_Required action_.
Could you transcribe every record below exactly, leaving out the pictures?

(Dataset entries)
────────────────────

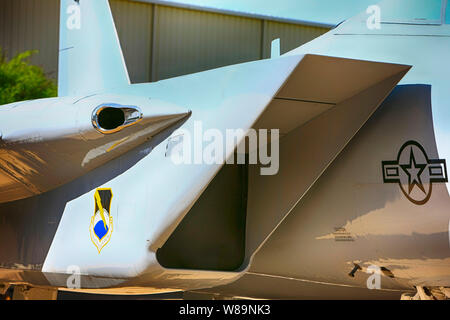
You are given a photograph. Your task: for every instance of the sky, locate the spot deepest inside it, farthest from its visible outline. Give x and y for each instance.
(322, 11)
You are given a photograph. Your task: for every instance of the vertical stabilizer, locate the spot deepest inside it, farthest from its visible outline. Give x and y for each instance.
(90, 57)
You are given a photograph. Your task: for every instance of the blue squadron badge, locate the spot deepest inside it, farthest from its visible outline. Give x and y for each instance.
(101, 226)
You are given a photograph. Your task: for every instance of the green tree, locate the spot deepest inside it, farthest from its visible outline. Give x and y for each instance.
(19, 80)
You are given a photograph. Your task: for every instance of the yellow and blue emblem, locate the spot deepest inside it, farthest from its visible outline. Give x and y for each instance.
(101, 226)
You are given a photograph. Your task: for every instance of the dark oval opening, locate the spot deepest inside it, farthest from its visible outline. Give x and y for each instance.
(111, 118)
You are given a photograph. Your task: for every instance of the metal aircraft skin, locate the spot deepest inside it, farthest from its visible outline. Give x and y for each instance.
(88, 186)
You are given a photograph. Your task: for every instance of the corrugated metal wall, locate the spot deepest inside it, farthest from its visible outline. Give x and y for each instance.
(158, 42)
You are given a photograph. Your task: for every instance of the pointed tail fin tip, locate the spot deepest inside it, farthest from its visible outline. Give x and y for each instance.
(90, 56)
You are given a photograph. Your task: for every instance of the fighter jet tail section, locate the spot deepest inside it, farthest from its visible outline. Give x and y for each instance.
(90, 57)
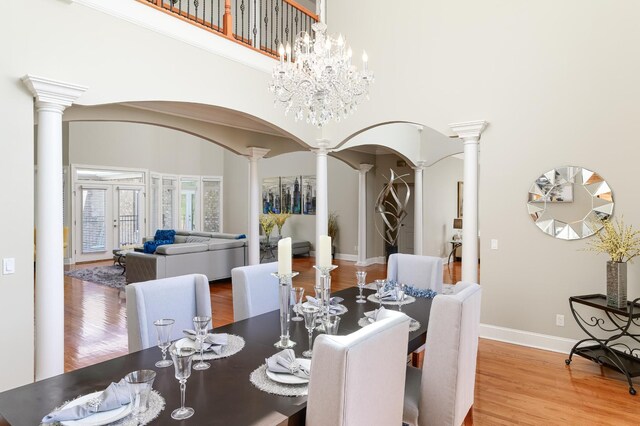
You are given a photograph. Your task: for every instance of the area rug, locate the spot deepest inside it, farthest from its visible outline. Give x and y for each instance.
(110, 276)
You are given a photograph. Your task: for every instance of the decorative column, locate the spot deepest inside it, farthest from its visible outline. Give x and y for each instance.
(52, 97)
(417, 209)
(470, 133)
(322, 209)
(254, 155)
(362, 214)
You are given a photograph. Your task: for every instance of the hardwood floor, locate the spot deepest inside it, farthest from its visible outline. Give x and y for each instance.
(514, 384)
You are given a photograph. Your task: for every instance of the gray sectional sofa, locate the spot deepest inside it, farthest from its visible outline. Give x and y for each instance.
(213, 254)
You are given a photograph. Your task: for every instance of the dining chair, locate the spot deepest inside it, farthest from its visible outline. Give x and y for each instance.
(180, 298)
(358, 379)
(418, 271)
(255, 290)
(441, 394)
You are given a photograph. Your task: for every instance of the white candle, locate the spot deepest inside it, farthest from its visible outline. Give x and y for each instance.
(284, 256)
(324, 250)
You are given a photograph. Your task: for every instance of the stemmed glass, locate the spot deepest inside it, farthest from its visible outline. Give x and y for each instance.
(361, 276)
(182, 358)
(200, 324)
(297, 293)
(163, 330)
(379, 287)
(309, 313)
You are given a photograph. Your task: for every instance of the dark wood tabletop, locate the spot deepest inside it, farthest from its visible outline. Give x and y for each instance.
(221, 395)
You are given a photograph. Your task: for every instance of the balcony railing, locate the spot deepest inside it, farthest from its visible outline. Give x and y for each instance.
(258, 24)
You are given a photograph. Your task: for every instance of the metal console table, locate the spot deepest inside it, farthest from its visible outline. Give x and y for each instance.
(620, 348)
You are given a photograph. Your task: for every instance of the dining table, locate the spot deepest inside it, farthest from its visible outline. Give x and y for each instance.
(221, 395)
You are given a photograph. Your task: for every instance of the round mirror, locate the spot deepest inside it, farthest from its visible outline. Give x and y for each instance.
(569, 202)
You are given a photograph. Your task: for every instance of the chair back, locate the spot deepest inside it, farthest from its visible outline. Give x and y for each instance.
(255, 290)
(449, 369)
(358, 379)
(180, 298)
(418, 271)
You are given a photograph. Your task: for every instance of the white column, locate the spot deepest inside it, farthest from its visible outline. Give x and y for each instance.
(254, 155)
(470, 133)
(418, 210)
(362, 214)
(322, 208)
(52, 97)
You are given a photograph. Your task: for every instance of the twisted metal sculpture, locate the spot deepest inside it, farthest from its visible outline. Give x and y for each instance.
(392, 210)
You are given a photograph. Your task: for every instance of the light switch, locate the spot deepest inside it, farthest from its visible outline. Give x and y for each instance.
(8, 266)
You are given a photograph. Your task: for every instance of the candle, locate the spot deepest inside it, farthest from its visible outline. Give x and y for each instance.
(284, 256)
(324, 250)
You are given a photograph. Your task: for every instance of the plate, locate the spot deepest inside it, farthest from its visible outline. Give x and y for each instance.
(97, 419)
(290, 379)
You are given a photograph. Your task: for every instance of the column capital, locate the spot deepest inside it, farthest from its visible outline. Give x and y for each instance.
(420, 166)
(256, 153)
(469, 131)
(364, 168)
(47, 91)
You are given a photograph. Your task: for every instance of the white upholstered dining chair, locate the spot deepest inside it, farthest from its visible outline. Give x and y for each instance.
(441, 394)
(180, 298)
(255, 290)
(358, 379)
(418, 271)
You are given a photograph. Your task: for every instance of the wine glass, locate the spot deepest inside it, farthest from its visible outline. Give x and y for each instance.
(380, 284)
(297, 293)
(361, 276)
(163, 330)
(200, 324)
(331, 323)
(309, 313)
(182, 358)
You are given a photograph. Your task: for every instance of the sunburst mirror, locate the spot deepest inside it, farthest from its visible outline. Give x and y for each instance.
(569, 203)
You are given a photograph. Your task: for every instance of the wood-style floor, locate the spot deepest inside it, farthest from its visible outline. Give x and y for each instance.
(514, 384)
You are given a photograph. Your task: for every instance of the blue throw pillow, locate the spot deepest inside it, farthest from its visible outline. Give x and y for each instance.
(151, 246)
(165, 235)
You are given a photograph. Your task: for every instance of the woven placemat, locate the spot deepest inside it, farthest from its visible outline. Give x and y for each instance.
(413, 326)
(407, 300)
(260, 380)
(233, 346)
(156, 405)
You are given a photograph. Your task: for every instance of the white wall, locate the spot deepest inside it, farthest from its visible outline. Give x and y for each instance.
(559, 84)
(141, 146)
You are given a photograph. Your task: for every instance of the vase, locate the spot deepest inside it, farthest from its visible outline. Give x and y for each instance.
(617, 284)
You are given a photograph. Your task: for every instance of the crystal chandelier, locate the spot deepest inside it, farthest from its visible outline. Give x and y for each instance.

────────────────────

_Output below_.
You are given a photograph. Your task: for every instance of the sky, locate the spot deepest inside it, farthest from its visible outline. Give x and y for each instance.
(322, 11)
You are given a photograph. Your task: for every instance of the vertical stabilizer, locate the spot deepest inside it, farthest from its visible outline. Give x and y for each instance.
(90, 57)
You are given a photograph. Your task: for every instance of the blue squadron badge, locate the spot deepest inside it, farthest from its visible outline. Give x and y for each instance.
(101, 226)
You are given a photograph. Your task: for every instance of the green tree, locate the spot deepest inside it, farthest from its visible outline. Give x and y for each instance.
(19, 80)
You are given a photograph. Your task: for every instance of the yellow and blue emblem, locate the spot deepest inside it, farthest from its visible outline. Give x and y for each instance.
(101, 226)
You are given a photograph. Your task: for every instance of the dark oval opening, locate the spot deepest inside it, farthest from its visible outline. Give x and y for each instance.
(111, 118)
You are given a photograph. Your task: for every instance of the metal aircraft skin, locate the spot deepest inside it, farthest from its visible outline. Give x and y for each instance.
(88, 186)
You are given a photograph. Your task: for every instance of the corrugated metal wall, locate the spot deepest inside it, farthest from its visible outline. Give x and y for each instance.
(158, 42)
You are given a photograph. Your task: for every instance of the pointed tail fin tip, locate the spot deepest inside it, farthest from its visible outline. Give x and y for each instance.
(90, 56)
You are given a photograph. Your task: for every instance of the fighter jet tail section, locate the spot deepest inside it, farthest from its visible outline. Give x and y for each instance.
(90, 57)
You are given a photograph. Your task: for every instance of the area rug, locate the spot deepest inside it, farthest from its visible outline. Give x and y for each instance.
(110, 276)
You are given a photograph. Your task: for every instance of the decorative column, locate the spot deepest inside it, farthest from its visible outline. Give x and y for each instance.
(52, 97)
(417, 209)
(470, 133)
(322, 209)
(254, 155)
(362, 214)
You are given a photograph. Your task: for every instance of the hardwood floor, locate the spot deepest inside it, farthest from its visible outline. Give x and y for each instance.
(514, 384)
You are given a photograph. Your task: for every instance of the gray sectional sofa, locate the spot deepest inside it, farthest from its visible outline. Give x and y for each instance.
(213, 254)
You are given a photograph. Your task: for every instance of the dining chair, locate the spot deepest inside it, farthest from its visible outline. Give x and y for each instance.
(180, 298)
(358, 379)
(418, 271)
(255, 290)
(441, 394)
You are given a photograph. Your task: for every instance of the white candle, locate the spot deepest inside it, farthest from its visible outline. Give x and y for each instance.
(284, 256)
(324, 250)
You are given a photograph. Your task: for every instance of the stemmed glass, locate the spot deepest inside it, farthest from its visible outline. Give x and y for each instance.
(361, 276)
(182, 358)
(200, 324)
(297, 293)
(163, 330)
(379, 287)
(309, 313)
You are given a photograph. Your task: for every instance of the dark wood tabletop, locate the spot deepest inside it, farthest from its visible outline. Give x and y for each instance.
(221, 395)
You are given a photograph. Your task: for every instance of the balcony railing, locate the spot deepest inside it, farthest from its visible outline. Give x and y for each instance.
(258, 24)
You are given a photograph. Your task: for every instance of the metal console table, locate the spot deepest inside it, farthest from its visible outline. Give x and y for each instance.
(620, 348)
You are given a photograph. Your task: for every instance of the dining table, locate the spot deepest inside it, farthest from its visible outline. Give x and y for each instance.
(221, 395)
You are given a photograph. Your task: for every instance of the round mirror, locate the spot deepest inside it, farthest from its visible outline. Give x and y for each instance.
(569, 202)
You are given a photograph. Your task: for every instance of the chair back, locate the spot deepest inside it, farthest from its visible outline. Give x and y for each instance.
(255, 290)
(449, 369)
(358, 379)
(180, 298)
(418, 271)
You are given a photograph. Your task: for every instance of the white column, locate the spot deepest inside it, farthest from its visible outline. Give x and y for each instance.
(254, 155)
(470, 133)
(418, 210)
(362, 214)
(322, 208)
(52, 97)
You are given a photograph. Your task: for every instance of the twisted metal sculpture, locate the spot deepest inside it, farthest from its visible outline. Give x and y for each instance.
(392, 210)
You are given a photograph. Your task: for every instance of the light switch, locate the spot deepest inside it, farthest from its visible outline. Give x and y for each instance.
(8, 266)
You are given a photograph. Your task: for every instance of the candle, locate the spot deepest inside it, farthest from its visible outline. Give x and y for each instance.
(284, 256)
(324, 250)
You are given a photograph. Your task: for every instance of the plate, locate the spot deepest inside it, farthest from its visible outline. Give x and y for each instance.
(97, 419)
(290, 379)
You are given a photograph. Your task: for every instance of the column capital, locate the spot deepest inside it, farthest from its visible outline. Give x and y for each instance.
(420, 166)
(256, 153)
(469, 131)
(364, 168)
(47, 91)
You are given a photograph. Your task: for every instance of the white upholstered dining chair, locate the spot deepest inside it, farthest from its visible outline. Give x and y for each instance.
(441, 394)
(180, 298)
(255, 290)
(358, 379)
(418, 271)
You are given a photograph. Your task: for every instance of the wine glass, locate the spot deepest inside it, farthest from its visible outline. Give x and y for each instance.
(380, 284)
(297, 293)
(361, 276)
(163, 330)
(200, 324)
(331, 323)
(309, 313)
(182, 358)
You are given a photograph. Your task: for every instance of the sunburst mirror, locate the spot deepest inside it, farthest from its visible outline. Give x and y for each instance.
(569, 203)
You are given a photograph. Your task: for every instance of the wood-style floor, locate the spot deepest inside it, farthest from its visible outline. Give x and y for each instance.
(514, 384)
You are given a photograph. Your task: for every instance of the blue throw pillow, locate the spot deepest inside it, farthest from its visible outline. Give x and y for each instance.
(151, 246)
(165, 235)
You are given a photograph. Your task: for every instance of the woven placemat, locate the spot deepest inside it, farthest from its visible outline. Give x and y for each instance.
(413, 326)
(407, 300)
(260, 380)
(233, 346)
(156, 405)
You are given a photograph. Your task: for every instance of the white wall, locate the spot deepest inside it, farthest from its visible outline. Give x and y for each instance.
(559, 84)
(141, 146)
You are given a photograph. Your task: for every instance of the vase, locate the spot deepest inside it, farthest from its visible outline. Give x and y for each instance.
(617, 284)
You are given a photograph. Your task: for every instance of the crystal chandelier, locate the spot deepest inside it, farthest from its visible outline. Give x and y for each instance.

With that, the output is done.